* Begin Excerpted records *
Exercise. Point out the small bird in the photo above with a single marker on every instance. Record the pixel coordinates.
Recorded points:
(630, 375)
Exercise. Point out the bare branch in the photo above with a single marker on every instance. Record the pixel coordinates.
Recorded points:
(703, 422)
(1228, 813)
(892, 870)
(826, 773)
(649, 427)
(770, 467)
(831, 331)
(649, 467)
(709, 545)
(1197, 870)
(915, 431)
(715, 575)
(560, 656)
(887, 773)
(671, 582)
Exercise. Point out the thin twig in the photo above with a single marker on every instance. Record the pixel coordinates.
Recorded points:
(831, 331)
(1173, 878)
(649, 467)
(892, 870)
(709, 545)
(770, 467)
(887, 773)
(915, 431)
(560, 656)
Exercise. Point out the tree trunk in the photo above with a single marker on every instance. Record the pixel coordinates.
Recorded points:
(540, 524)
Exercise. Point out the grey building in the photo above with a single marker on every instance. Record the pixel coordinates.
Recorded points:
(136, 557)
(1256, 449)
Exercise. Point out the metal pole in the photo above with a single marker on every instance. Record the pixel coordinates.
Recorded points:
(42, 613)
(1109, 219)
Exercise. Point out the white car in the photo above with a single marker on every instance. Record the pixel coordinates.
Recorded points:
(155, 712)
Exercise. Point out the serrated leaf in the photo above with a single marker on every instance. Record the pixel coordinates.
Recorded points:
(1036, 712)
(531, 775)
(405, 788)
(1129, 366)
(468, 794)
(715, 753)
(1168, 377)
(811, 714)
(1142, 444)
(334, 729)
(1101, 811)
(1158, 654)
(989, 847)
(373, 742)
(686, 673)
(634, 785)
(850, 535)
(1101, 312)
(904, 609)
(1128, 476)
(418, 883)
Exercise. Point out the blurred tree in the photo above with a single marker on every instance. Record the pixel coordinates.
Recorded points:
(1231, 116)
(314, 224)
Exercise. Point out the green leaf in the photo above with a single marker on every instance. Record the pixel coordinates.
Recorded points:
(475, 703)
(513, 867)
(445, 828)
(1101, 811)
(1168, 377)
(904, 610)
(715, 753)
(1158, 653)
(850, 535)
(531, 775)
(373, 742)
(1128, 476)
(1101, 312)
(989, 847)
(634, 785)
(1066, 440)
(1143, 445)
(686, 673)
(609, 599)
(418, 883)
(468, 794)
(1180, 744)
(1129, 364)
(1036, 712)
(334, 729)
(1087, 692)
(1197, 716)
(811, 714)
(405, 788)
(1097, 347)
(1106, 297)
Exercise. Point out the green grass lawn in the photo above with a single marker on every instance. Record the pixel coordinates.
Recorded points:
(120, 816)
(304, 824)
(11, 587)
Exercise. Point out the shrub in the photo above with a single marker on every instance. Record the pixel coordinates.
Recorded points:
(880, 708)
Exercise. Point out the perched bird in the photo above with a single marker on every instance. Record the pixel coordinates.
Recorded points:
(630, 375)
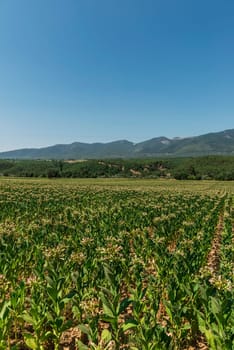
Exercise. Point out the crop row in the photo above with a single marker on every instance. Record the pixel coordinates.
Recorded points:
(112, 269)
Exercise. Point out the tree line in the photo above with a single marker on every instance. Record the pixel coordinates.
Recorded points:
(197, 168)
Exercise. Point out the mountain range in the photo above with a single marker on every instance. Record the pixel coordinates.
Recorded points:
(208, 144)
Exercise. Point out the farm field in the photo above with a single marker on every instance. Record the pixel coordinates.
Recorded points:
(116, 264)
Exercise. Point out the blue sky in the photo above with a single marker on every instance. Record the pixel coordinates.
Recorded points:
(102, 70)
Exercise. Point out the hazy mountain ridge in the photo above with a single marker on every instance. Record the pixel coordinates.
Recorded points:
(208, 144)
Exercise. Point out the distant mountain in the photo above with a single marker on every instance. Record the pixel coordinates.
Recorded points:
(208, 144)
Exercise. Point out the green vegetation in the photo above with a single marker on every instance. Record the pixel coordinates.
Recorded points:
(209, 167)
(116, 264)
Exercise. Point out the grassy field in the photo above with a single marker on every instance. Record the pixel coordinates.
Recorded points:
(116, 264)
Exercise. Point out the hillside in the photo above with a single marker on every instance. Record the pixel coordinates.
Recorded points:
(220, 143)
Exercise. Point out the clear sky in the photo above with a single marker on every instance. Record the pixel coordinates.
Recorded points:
* End Excerpted records *
Print the data unchanged, starting at the line that contains "Exercise. Point out the hazy" and ending at the final line of the data.

** Expected answer **
Exercise. Point out the hazy mountain ridge in the photo above with a single marker on every instance. Record the pixel coordinates.
Recorded points:
(208, 144)
Exercise. Point out the distant mountain in the photo above with a single marker on every instance. Record the pixel coordinates.
Recorded points:
(208, 144)
Exercise. Point out the green vegetation in the photo above with a single marker on every instance. Record the pixel coordinates.
Recorded points:
(209, 167)
(116, 264)
Exercise. Point out the grassy field in the photo above with a single marker on every instance. Record the pixel coordinates.
Recorded points:
(116, 264)
Exercise. Point out the hillside in the photo above with a single marker on every instance. Record the pixel coordinates.
Recorded points:
(220, 143)
Exercise. Point out the clear sky in the photo above with a single marker on every instance. Record the pixel coordinates.
Recorded points:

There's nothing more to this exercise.